▶

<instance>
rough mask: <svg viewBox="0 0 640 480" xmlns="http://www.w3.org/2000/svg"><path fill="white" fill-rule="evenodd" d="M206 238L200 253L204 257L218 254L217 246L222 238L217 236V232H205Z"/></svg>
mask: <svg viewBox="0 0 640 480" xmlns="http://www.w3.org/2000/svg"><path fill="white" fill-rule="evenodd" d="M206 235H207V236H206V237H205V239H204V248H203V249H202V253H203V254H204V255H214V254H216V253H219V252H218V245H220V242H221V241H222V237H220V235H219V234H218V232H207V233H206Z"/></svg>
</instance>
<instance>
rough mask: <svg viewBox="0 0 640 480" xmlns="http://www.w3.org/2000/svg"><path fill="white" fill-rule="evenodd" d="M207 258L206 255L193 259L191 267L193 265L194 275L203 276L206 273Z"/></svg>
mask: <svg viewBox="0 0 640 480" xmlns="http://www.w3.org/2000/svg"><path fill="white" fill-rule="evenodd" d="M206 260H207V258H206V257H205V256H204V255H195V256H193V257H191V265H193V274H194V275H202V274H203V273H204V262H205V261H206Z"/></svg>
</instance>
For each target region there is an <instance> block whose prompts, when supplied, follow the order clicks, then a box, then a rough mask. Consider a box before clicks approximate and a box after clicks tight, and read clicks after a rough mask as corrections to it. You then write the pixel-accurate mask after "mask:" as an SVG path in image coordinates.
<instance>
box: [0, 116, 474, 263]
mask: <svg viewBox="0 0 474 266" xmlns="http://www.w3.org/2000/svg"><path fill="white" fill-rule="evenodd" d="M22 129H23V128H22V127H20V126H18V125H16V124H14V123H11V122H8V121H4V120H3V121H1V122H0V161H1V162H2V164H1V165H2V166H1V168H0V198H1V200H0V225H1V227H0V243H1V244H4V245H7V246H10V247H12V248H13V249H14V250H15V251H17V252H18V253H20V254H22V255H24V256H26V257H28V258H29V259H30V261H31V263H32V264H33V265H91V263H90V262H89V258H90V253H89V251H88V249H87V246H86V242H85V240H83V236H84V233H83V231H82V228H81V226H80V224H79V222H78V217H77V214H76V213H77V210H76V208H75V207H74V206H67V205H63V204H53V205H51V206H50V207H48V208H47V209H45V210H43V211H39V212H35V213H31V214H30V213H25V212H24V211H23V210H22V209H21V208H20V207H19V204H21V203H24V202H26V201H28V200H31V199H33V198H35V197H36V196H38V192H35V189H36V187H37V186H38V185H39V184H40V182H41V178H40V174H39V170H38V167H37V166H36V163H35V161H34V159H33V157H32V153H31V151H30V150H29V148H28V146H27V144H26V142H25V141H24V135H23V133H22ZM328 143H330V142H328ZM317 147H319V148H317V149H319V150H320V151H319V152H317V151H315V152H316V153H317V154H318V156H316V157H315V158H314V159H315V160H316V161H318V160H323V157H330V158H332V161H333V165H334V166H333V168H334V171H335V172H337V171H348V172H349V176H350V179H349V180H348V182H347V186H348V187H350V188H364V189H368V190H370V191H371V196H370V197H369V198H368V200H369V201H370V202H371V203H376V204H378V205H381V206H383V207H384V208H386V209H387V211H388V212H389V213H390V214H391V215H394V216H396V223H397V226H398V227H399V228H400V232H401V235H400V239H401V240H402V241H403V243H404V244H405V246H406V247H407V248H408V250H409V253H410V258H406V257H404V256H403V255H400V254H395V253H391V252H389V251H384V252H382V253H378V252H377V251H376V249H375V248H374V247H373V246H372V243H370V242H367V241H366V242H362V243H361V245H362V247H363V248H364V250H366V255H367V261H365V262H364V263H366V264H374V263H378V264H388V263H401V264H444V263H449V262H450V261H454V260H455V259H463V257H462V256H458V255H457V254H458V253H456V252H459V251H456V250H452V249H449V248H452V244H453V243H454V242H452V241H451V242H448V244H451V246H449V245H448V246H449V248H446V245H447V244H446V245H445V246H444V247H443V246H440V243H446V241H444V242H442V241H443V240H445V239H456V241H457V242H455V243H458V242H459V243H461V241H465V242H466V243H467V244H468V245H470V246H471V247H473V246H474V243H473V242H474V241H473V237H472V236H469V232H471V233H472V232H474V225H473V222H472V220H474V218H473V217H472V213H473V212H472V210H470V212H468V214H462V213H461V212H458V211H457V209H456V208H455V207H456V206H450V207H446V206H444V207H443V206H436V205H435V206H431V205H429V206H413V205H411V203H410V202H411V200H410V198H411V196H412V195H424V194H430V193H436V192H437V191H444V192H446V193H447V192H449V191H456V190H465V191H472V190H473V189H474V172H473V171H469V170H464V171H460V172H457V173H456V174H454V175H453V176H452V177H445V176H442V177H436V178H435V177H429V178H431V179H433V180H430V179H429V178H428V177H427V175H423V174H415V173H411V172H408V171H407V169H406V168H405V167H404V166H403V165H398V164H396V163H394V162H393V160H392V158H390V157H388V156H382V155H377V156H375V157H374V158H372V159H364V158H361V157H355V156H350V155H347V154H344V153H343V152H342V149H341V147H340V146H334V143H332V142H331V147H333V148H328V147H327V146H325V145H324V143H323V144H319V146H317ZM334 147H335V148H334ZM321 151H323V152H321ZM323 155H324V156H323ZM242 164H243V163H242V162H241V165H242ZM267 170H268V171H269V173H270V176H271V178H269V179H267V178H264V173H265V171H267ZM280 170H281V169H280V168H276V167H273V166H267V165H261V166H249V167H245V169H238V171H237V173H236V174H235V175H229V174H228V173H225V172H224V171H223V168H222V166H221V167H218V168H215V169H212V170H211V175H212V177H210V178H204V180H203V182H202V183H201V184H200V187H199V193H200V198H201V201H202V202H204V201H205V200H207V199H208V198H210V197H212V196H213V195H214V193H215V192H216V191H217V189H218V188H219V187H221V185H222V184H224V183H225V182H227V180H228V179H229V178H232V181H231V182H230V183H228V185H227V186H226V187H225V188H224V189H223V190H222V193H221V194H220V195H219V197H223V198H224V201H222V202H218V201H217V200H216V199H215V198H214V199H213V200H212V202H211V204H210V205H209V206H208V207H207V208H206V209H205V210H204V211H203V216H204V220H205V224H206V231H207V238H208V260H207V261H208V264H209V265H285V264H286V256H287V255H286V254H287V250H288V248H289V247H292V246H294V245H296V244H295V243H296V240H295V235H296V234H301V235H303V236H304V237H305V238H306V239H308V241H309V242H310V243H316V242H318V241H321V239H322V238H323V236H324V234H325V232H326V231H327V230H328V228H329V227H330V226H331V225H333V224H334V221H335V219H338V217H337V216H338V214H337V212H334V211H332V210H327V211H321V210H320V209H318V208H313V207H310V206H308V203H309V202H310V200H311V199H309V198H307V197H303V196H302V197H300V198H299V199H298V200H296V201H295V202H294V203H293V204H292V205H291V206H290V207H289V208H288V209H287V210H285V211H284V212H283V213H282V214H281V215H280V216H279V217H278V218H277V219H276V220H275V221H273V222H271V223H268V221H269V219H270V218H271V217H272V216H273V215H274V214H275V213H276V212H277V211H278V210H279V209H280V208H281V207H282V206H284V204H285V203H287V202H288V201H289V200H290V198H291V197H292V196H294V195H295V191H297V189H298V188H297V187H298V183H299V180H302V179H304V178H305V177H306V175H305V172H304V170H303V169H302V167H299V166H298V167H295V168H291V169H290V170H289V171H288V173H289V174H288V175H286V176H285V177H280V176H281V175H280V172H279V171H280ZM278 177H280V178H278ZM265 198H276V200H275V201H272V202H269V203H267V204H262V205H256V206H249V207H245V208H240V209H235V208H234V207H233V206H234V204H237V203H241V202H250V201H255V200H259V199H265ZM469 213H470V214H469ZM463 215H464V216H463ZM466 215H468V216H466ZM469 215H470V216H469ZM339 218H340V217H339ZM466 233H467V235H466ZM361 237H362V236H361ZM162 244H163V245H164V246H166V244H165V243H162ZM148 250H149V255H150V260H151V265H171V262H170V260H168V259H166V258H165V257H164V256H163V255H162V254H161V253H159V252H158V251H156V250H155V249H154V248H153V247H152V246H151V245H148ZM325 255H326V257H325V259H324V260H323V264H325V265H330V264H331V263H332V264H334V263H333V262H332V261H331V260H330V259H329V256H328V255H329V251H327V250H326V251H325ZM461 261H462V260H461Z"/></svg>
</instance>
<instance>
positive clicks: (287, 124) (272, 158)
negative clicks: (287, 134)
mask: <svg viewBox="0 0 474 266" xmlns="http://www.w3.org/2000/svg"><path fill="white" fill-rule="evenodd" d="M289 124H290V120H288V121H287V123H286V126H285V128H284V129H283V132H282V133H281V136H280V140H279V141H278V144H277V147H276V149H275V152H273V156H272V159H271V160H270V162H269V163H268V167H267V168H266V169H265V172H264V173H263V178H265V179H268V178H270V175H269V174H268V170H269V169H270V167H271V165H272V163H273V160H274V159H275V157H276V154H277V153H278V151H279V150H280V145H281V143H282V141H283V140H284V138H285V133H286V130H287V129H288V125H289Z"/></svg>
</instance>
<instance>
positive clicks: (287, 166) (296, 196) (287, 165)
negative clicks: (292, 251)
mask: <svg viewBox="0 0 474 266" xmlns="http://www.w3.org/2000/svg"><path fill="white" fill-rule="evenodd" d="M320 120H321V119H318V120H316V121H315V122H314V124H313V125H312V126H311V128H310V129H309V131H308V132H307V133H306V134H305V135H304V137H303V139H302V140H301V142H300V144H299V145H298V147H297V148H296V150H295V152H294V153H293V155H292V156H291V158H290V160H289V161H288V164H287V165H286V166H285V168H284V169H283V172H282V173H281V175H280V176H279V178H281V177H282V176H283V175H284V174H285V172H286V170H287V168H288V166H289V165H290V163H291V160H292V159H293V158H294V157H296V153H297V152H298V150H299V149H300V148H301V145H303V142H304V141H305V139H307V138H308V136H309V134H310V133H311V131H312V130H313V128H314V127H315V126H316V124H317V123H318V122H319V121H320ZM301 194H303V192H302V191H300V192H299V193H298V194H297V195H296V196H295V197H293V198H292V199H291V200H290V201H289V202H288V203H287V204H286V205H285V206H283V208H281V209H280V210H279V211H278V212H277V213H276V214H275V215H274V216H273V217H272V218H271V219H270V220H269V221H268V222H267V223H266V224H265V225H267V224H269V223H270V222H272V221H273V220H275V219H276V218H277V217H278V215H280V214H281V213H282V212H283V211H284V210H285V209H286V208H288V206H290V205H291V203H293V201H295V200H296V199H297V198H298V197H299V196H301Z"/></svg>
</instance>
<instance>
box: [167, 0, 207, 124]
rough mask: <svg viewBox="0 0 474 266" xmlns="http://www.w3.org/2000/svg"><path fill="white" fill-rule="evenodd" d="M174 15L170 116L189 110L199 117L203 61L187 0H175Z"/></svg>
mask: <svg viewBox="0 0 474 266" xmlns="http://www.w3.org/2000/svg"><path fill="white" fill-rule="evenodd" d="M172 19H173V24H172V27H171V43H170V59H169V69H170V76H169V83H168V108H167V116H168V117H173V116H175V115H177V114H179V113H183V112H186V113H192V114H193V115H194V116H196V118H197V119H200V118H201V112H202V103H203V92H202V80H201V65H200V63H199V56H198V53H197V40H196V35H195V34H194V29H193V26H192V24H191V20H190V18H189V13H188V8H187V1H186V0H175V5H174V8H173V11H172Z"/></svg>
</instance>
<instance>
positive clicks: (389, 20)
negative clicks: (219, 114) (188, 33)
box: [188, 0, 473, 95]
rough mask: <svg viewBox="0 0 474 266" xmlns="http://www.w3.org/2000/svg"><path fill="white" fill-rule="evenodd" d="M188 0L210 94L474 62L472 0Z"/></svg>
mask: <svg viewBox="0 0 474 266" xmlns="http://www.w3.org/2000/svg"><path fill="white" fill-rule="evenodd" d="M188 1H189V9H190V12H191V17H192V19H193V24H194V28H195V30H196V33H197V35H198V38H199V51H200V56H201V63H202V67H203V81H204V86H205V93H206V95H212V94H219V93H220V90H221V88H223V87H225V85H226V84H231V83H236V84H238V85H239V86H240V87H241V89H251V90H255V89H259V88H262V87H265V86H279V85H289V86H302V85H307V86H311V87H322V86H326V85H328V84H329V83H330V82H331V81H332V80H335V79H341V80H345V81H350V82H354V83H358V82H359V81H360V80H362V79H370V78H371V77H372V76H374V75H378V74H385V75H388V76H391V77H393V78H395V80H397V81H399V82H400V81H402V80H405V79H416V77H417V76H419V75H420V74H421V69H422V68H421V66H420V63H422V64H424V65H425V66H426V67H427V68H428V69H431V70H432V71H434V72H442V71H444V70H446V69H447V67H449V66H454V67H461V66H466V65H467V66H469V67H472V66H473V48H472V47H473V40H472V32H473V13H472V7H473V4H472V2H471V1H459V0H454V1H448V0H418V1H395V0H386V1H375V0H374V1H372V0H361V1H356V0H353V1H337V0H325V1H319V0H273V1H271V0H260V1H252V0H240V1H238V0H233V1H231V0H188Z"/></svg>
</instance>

◀

Task: Reproduce the line containing "positive clicks: (389, 20)" and every line after it. Stop at the last line of the records, and add nothing.

Completed exercise:
positive clicks: (389, 20)
negative clicks: (219, 114) (188, 33)
box: [188, 0, 473, 95]
rough mask: <svg viewBox="0 0 474 266" xmlns="http://www.w3.org/2000/svg"><path fill="white" fill-rule="evenodd" d="M188 0L210 94L474 62L472 0Z"/></svg>
mask: <svg viewBox="0 0 474 266" xmlns="http://www.w3.org/2000/svg"><path fill="white" fill-rule="evenodd" d="M188 1H189V9H190V12H191V17H192V19H193V24H194V28H195V30H196V33H197V35H198V38H199V51H200V56H201V63H202V67H203V81H204V86H205V93H206V95H212V94H219V93H220V90H221V88H223V87H225V85H226V84H231V83H236V84H238V85H239V86H240V87H241V89H251V90H255V89H259V88H262V87H265V86H279V85H289V86H302V85H307V86H311V87H322V86H326V85H328V84H329V83H330V82H331V81H332V80H335V79H341V80H345V81H350V82H354V83H358V82H359V81H360V80H362V79H370V78H371V77H372V76H374V75H378V74H385V75H388V76H391V77H393V78H395V80H397V81H399V82H400V81H402V80H405V79H416V77H417V76H419V75H420V74H421V69H422V68H421V66H420V63H422V64H424V65H425V66H426V67H427V68H428V69H431V70H432V71H434V72H442V71H444V70H446V69H447V67H449V66H454V67H461V66H466V65H467V66H469V67H472V66H473V48H472V47H473V40H472V32H473V13H472V7H473V4H472V2H471V1H459V0H454V1H448V0H418V1H395V0H386V1H375V0H374V1H372V0H361V1H356V0H353V1H337V0H325V1H319V0H273V1H271V0H260V1H252V0H240V1H238V0H233V1H231V0H188Z"/></svg>
</instance>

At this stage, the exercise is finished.